**TASK REQUIREMENTS**
Render every one of the records below as a Markdown table with a Row column numbering each line and a Line column holding its text, leaving out blank lines. Keep the pictures out of the table.

**EXERCISE INPUT**
————————

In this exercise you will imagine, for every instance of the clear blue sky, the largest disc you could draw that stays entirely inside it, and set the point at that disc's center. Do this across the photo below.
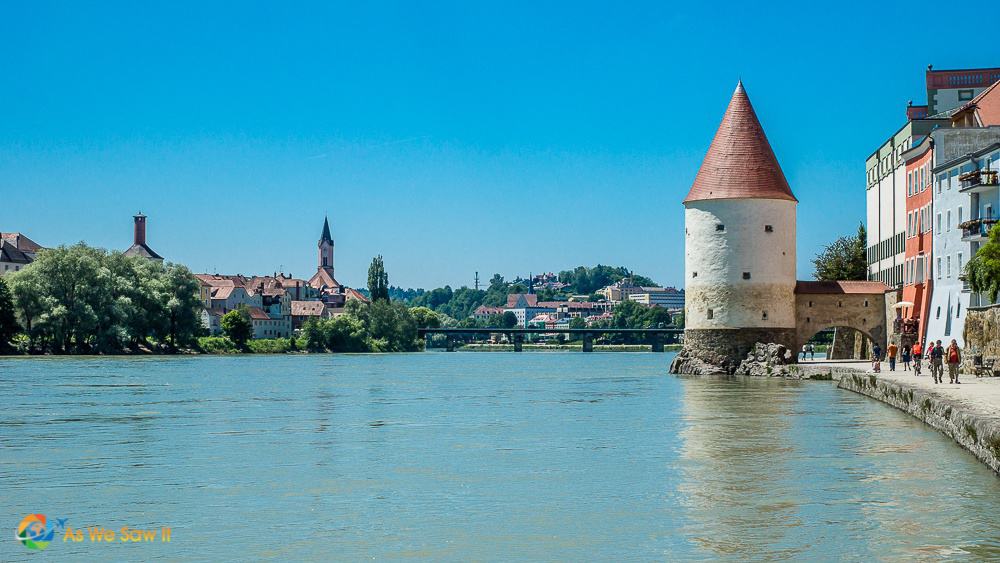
(449, 137)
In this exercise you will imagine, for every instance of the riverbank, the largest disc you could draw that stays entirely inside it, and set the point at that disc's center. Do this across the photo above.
(483, 347)
(969, 413)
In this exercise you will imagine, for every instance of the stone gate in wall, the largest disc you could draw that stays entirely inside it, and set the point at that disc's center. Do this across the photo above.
(860, 305)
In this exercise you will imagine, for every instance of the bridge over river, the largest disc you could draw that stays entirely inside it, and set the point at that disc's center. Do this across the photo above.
(655, 337)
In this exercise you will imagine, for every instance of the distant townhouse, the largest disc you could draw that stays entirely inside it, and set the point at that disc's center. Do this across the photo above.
(16, 252)
(278, 304)
(139, 247)
(917, 281)
(668, 298)
(626, 290)
(886, 170)
(965, 200)
(525, 307)
(484, 312)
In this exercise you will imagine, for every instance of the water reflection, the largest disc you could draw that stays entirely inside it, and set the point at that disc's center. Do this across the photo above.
(478, 456)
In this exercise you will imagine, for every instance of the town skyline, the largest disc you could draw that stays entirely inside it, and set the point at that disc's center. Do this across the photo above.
(579, 156)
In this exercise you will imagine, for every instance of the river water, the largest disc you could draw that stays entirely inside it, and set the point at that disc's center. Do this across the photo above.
(488, 456)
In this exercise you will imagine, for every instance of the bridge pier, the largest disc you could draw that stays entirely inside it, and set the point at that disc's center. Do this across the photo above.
(656, 343)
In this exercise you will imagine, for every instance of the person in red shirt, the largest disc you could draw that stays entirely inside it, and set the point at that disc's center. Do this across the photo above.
(954, 360)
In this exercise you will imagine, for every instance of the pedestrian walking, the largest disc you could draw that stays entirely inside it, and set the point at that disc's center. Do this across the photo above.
(954, 359)
(937, 367)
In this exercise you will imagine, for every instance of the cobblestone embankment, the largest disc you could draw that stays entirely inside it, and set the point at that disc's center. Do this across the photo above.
(969, 413)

————————

**TASK RESPONSE**
| Row | Line |
|---|---|
| 1 | In this exercise you will imagine, for every instance of the clear blue sky, the largest disc you could draw that stays entirely inside it, and set the point at that disc's center. Do this across the photo below. |
| 2 | (449, 137) |
| 3 | In this exercise you will imagine, for every instance of the riverbank, the largest disc you could draw that stays entirely inside it, and set the point at that disc's center. Do this across the photo above. |
| 4 | (483, 347) |
| 5 | (969, 413) |
| 6 | In this exercise you will imagine, for every instance of the stone gate in wall, the largest disc you could draw that stays entirely inside it, and set the point at that disc's center. Do this across the photo above. |
| 7 | (860, 305) |
| 8 | In this exercise you will imagine, for every instance of the bridge over river, the largest disc you could draw that stays entirely inside it, and set the point at that disc's center. Do this across the photo above. |
| 9 | (655, 337) |
| 10 | In this exercise you will imagine, for every instance of the distant townhouse, the largest disc you could draw that stays entirely inside it, and set the point at that disc's center. Do this across the photo above. |
| 11 | (16, 252) |
| 12 | (278, 304) |
| 13 | (139, 247) |
| 14 | (917, 281) |
| 15 | (668, 298) |
| 16 | (626, 290) |
| 17 | (886, 170) |
| 18 | (965, 200) |
| 19 | (525, 307) |
| 20 | (484, 312) |
| 21 | In this exercise you will imagine, for every instance of the water reflection, the largest disc you could draw that stays entirely inside it, and set the point at that disc's center. Do this across the photo above. |
| 22 | (478, 456) |
| 23 | In this exercise you will imagine, for every instance of the town skyline, the largest disc you could draw that stays entirely inside it, and set the point at that disc's center. Do this across the photo above. |
| 24 | (579, 156) |
| 25 | In this exercise you will imagine, for every instance of the river water, the largest disc you could draw that stays entirely inside it, and set the point at that disc's center. Do this across the photo above. |
| 26 | (488, 456) |
| 27 | In this exercise you will imagine, for every instance of the bridge pier, the largest disc you could draw that stays entirely inside it, and set the point at that disc's center. Do this across the photo above. |
| 28 | (656, 343) |
| 29 | In this exercise you will imagine, for every instance of the person in red shirt, the largest disc you could draw that stays entirely inside it, and set the point at that disc's center. Do this across the photo above. |
| 30 | (954, 360) |
| 31 | In this exercise you will imagine, for every instance of the pedestrian walking, the largest disc you could draw that stays entirely inside it, and set the point at that disc's center. Do this across the photo above. |
| 32 | (954, 359) |
| 33 | (937, 367) |
| 34 | In this exercise you will imagine, for every instance of the cobblestone embankment, the largest disc you could draw that stays entirely inside it, and set the point at that disc's center. Do this across the photo above. |
| 35 | (969, 413) |